**Exercise description:** Identify the line that contains "Provide the segmentation of every instance of the white" in the material. Output it and every line after it, unchanged, through the end.
─── Task material
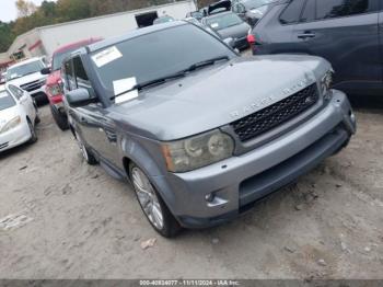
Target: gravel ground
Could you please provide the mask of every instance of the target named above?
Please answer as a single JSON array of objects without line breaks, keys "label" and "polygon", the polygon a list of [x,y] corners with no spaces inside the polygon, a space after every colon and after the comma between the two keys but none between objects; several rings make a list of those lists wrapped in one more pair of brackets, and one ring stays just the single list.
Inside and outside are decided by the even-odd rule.
[{"label": "gravel ground", "polygon": [[40,113],[38,142],[0,156],[0,278],[383,278],[382,111],[297,184],[174,240]]}]

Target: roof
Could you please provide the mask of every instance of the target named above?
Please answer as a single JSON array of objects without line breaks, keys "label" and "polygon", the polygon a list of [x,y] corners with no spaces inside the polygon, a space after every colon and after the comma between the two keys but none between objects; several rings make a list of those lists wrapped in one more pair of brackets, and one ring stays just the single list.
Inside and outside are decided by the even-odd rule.
[{"label": "roof", "polygon": [[20,67],[20,66],[23,66],[25,64],[30,64],[30,62],[33,62],[33,61],[36,61],[36,60],[40,60],[40,59],[42,59],[42,57],[30,58],[27,60],[19,61],[16,64],[10,66],[9,68]]},{"label": "roof", "polygon": [[162,24],[158,24],[158,25],[153,25],[153,26],[142,27],[142,28],[131,31],[127,34],[124,34],[123,36],[112,37],[112,38],[108,38],[108,39],[105,39],[102,42],[94,43],[92,45],[89,45],[88,48],[90,51],[95,51],[95,50],[112,46],[116,43],[125,42],[125,41],[128,41],[128,39],[131,39],[135,37],[139,37],[142,35],[158,32],[158,31],[162,31],[165,28],[177,27],[177,26],[183,26],[183,25],[193,25],[193,24],[187,23],[185,21],[173,21],[173,22],[166,22],[166,23],[162,23]]}]

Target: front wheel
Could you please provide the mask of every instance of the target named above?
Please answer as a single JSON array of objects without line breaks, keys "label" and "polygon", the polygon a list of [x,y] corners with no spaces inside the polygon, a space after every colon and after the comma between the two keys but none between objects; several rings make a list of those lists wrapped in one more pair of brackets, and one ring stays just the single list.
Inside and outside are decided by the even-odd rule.
[{"label": "front wheel", "polygon": [[165,238],[175,237],[181,231],[181,226],[149,177],[136,164],[130,164],[129,172],[138,203],[151,226]]}]

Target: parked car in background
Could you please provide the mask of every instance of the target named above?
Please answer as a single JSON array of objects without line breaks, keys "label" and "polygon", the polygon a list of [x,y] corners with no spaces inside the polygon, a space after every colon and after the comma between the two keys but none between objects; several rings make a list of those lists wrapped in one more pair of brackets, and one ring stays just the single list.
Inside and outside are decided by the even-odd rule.
[{"label": "parked car in background", "polygon": [[382,11],[381,0],[281,1],[252,31],[253,54],[321,56],[336,71],[336,89],[381,95]]},{"label": "parked car in background", "polygon": [[220,34],[221,38],[233,38],[233,47],[248,48],[247,35],[251,26],[233,12],[222,12],[206,16],[201,23]]},{"label": "parked car in background", "polygon": [[7,72],[5,71],[0,73],[0,84],[5,83],[5,77],[7,77]]},{"label": "parked car in background", "polygon": [[46,81],[46,94],[48,95],[50,112],[61,130],[69,128],[67,114],[63,111],[62,104],[62,82],[61,82],[61,65],[70,53],[76,49],[102,41],[102,38],[90,38],[65,45],[54,51],[51,57],[51,68],[46,68],[42,71],[44,74],[49,74]]},{"label": "parked car in background", "polygon": [[46,65],[42,57],[35,57],[12,65],[7,70],[7,82],[27,91],[36,103],[48,102],[45,93],[47,76],[40,71]]},{"label": "parked car in background", "polygon": [[230,220],[356,131],[328,61],[240,57],[184,21],[81,48],[62,78],[84,160],[129,179],[164,237]]},{"label": "parked car in background", "polygon": [[0,152],[35,142],[38,123],[37,106],[28,92],[12,83],[0,85]]},{"label": "parked car in background", "polygon": [[243,21],[254,26],[278,0],[233,0],[232,11]]},{"label": "parked car in background", "polygon": [[153,21],[153,25],[163,24],[163,23],[173,22],[173,21],[174,21],[174,18],[169,16],[169,15],[164,15],[164,16],[160,16],[160,18],[155,19]]}]

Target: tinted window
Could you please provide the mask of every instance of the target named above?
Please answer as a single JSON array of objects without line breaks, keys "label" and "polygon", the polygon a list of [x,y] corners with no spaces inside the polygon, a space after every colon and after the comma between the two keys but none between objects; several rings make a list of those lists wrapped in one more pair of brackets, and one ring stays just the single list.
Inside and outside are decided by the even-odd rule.
[{"label": "tinted window", "polygon": [[7,91],[0,91],[0,111],[14,106],[16,102]]},{"label": "tinted window", "polygon": [[66,88],[71,91],[76,89],[76,80],[73,77],[72,61],[68,60],[63,65],[63,81]]},{"label": "tinted window", "polygon": [[[108,50],[111,53],[107,53]],[[106,54],[108,60],[105,62],[105,57],[98,55]],[[94,51],[92,62],[104,87],[113,93],[114,81],[134,78],[137,83],[143,83],[220,56],[232,58],[235,54],[208,32],[185,24],[144,34]],[[97,67],[95,59],[100,58],[104,59]]]},{"label": "tinted window", "polygon": [[282,24],[292,24],[299,21],[304,0],[292,1],[281,13],[279,21]]},{"label": "tinted window", "polygon": [[206,19],[206,24],[214,30],[222,30],[231,26],[242,24],[243,21],[234,13],[221,14]]},{"label": "tinted window", "polygon": [[315,20],[315,0],[307,0],[301,16],[301,22]]},{"label": "tinted window", "polygon": [[84,66],[80,57],[73,58],[73,71],[76,77],[76,88],[83,88],[89,91],[91,95],[94,95],[91,82],[89,81]]},{"label": "tinted window", "polygon": [[372,0],[317,0],[316,19],[362,14],[374,10]]},{"label": "tinted window", "polygon": [[9,85],[9,89],[11,90],[11,93],[14,95],[14,97],[16,97],[18,100],[20,100],[24,95],[24,92],[14,85]]}]

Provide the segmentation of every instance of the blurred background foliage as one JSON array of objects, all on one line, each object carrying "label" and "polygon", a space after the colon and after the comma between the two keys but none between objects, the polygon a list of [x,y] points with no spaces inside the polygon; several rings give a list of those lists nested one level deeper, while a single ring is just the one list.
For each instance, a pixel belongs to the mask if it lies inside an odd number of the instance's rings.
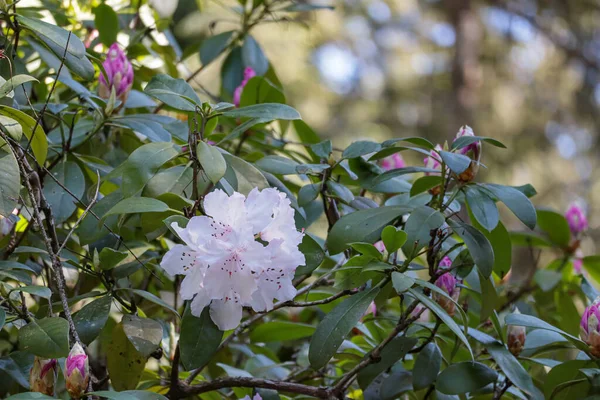
[{"label": "blurred background foliage", "polygon": [[[254,0],[261,2],[262,0]],[[595,254],[600,236],[600,5],[590,0],[337,0],[295,2],[316,13],[277,12],[251,34],[272,62],[289,104],[339,148],[354,140],[421,136],[449,140],[460,125],[501,140],[507,151],[483,155],[479,180],[531,182],[533,200],[558,210],[578,202]],[[67,13],[54,13],[61,4]],[[92,23],[100,1],[23,0],[55,18],[83,15],[90,48],[102,54]],[[207,38],[238,29],[241,2],[108,0],[118,41],[135,58],[141,90],[167,72],[190,79],[213,101],[227,98],[221,55],[202,67]],[[285,3],[289,7],[289,3]],[[318,7],[317,7],[318,6]],[[77,16],[77,18],[75,18]],[[87,17],[85,17],[87,16]],[[88,26],[85,20],[89,20]],[[133,29],[136,28],[136,29]],[[141,29],[141,34],[140,32]],[[116,32],[118,29],[115,29]],[[198,70],[200,72],[198,73]],[[240,77],[241,79],[241,77]],[[422,160],[406,155],[408,164]],[[514,227],[519,227],[515,222]],[[317,228],[318,229],[318,228]]]}]

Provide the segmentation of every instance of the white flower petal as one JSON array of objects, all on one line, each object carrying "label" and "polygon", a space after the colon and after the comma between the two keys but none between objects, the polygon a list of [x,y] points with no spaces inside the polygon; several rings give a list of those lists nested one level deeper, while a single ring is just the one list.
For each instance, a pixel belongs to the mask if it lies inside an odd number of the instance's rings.
[{"label": "white flower petal", "polygon": [[235,329],[242,320],[242,305],[235,301],[213,300],[210,318],[222,331]]},{"label": "white flower petal", "polygon": [[188,246],[178,244],[165,254],[160,267],[169,275],[186,275],[190,269],[198,265],[197,254]]}]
──────
**Task result:**
Provide the segmentation of every instance of the white flower petal as one JSON array of objects, all on one line, each object carrying "label" and "polygon", a space after the colon and after the comma between the two keys but none between objects, the polygon a list of [x,y] points with no spaces inside the polygon; several rings give a list of those lists nested one level deeper, while a single ring is just the one list.
For each instance, a pixel belongs to the mask if it lies inside an odd number of the instance's rings.
[{"label": "white flower petal", "polygon": [[235,329],[242,320],[242,305],[235,301],[213,300],[210,318],[222,331]]},{"label": "white flower petal", "polygon": [[188,246],[178,244],[165,254],[160,267],[169,275],[186,275],[190,269],[198,265],[197,254]]}]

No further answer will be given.